• **EXERCISE REQUIREMENTS**
Each line below that contains "twig" should be counted. Give only the total.

• **ENTRIES SHOWN**
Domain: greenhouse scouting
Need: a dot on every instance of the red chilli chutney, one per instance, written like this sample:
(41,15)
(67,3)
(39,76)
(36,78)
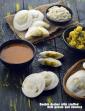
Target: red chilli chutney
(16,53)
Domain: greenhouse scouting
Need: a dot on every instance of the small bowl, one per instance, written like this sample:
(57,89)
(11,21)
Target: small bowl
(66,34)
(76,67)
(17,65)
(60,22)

* * *

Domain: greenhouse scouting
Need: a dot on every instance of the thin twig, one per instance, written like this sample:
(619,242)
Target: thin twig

• **WRITTEN RESPONSE**
2